Report every line in the entries below that contains the word "warehouse", copying each such line in full.

DATASET:

▼

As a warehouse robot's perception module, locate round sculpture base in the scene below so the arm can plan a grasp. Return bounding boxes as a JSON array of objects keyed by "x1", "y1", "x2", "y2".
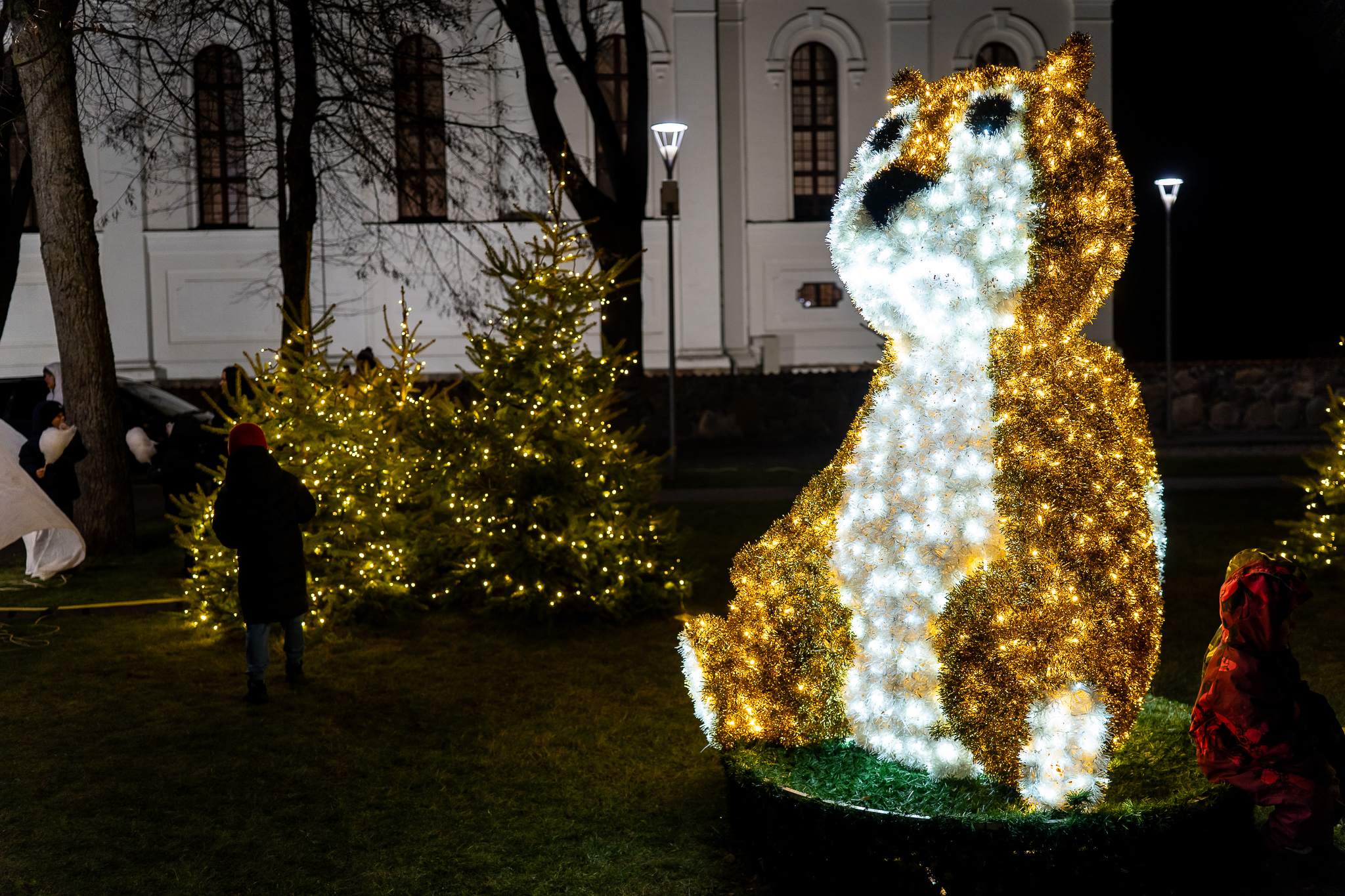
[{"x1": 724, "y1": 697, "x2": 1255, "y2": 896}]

▲
▼

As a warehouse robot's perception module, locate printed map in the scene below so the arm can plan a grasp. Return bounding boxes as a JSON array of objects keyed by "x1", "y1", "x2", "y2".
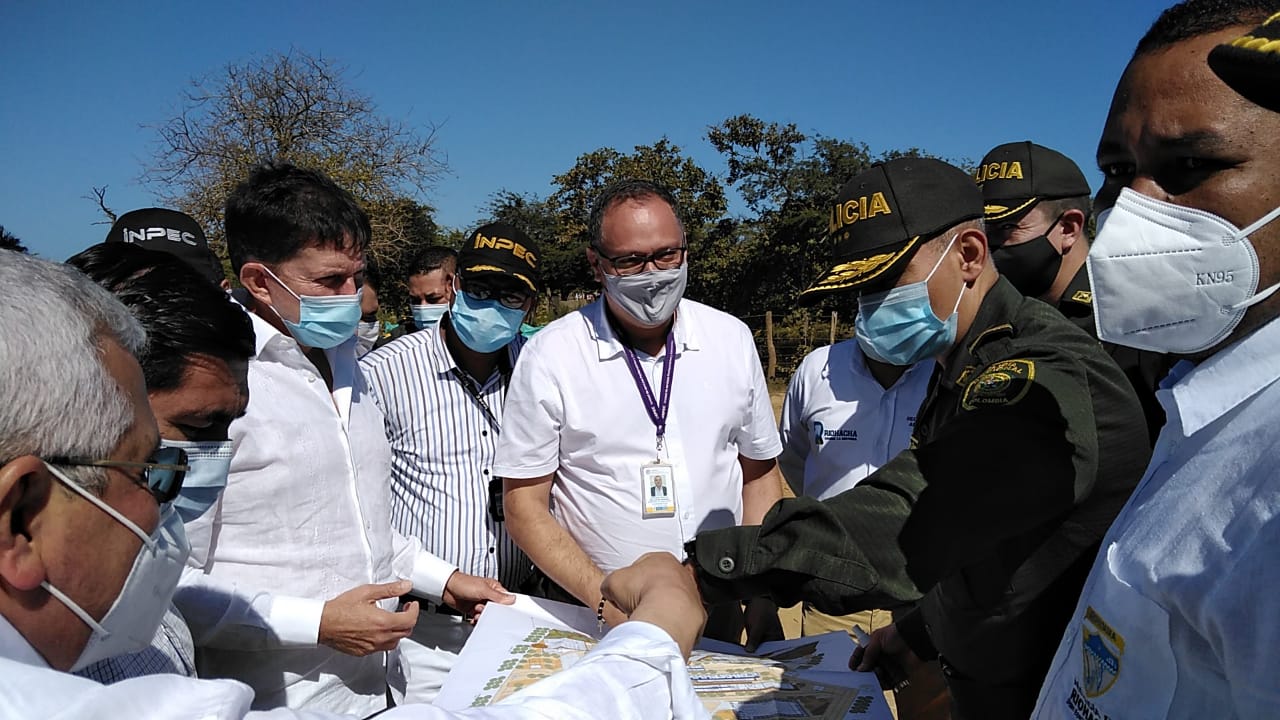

▲
▼

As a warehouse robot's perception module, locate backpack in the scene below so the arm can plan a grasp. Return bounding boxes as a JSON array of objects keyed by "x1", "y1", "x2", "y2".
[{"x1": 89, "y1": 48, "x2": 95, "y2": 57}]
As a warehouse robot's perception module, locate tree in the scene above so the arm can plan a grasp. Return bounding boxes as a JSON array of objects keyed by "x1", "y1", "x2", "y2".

▲

EXERCISE RESULT:
As a warehouse robot's perception module, locate round sculpture base in the scene below so the arm can plan a grasp. Return bounding boxes as a JSON array of objects keyed by "x1", "y1", "x2", "y2".
As a warehouse robot's perception module, locate printed map in the scene below so the arm can plan a grasp. Return bounding boxes as a JSON array of objects keyed by "x1", "y1", "x2", "y2".
As a warehouse robot's perception module, locate backpack in the scene below so the arm can plan a grasp. Return bounding boxes as a JSON array of objects keyed by "x1", "y1", "x2", "y2".
As a warehouse robot's perception module, locate tree in the scene above so the arm can plan a grasp. Return bounding boxes as a JSON array of objects keyed by "x1", "y1", "x2", "y2".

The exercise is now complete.